* Source text:
******
# lines on quintic del Pezzo 3-fold of degree 5

The quintic del Pezzo $$3$$-fold $$V(5)$$ of degree $$5$$ is defined as the intersection of $$Grass(2,5)$$ and a codimension $$3$$ linear subspace. I would like to show the following:

For every point $$p$$ in $$V(5)$$ there is a line contained in $$V(5)$$ not passing through $$p$$.

I know that $$\operatorname{Gr}(2,5)$$ is defined by $$5$$ quadrics in $$\mathbb{P}^9$$, thus we can view $$V(5)$$ as defined by $$5$$ quadrics in $$\mathbb{P}^6$$. Now given a point $$p=[1,0,\dots,0]$$, write the five quadrics as $$Q_i= q_{i,2}(x_1,\dots, x_n)+ x_0 q_{i,1}(x_1,\dots, x_n),$$ where $$q_{i,k}$$ is homogeneous of degree $$k$$. There is a line contained in $$V(5)$$ passing through $$p$$ if and only if the $$\{q_{i,2},q_{i,1}: i=1,2,3,4,5\}$$ have a common zero in $$\mathbb{P}^5$$. Indeed, for a common zero $$[a_0,a_1,\dots,a_n]$$, the line joining $$p$$ and $$[a_0,a_1,\dots,a_n]$$ is contained in $$V(5)$$. Since the quadrics are linearly independent, the dimension of the subset defined by these $$10$$ equations is $$\leq0$$ which means there are only finitely many lines in $$V(5)$$ passing through a given point. I'm thinking whether the number of lines on $$V(5)$$ is finite or infinite so that I can compare the number of lines to get a line not passing through $$p$$. How to determine the number of lines on $$V(5)$$? Or is there a better approach to this question?
******
* Recorded information:
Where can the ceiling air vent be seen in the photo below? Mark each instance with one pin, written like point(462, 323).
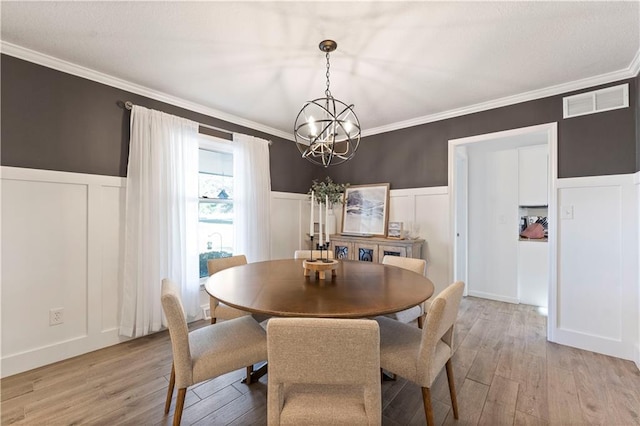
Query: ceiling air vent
point(597, 101)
******
* Short exercise: Revise the forum post on lines of the quintic del Pezzo 3-fold between "# lines on quintic" and "in $$V(5)$$ not passing through $$p$$.", inclusive, replacing "intersection" with "common locus". The listing is separate from the forum post on lines of the quintic del Pezzo 3-fold.

* Full output:
# lines on quintic del Pezzo 3-fold of degree 5

The quintic del Pezzo $$3$$-fold $$V(5)$$ of degree $$5$$ is defined as the common locus of $$Grass(2,5)$$ and a codimension $$3$$ linear subspace. I would like to show the following:

For every point $$p$$ in $$V(5)$$ there is a line contained in $$V(5)$$ not passing through $$p$$.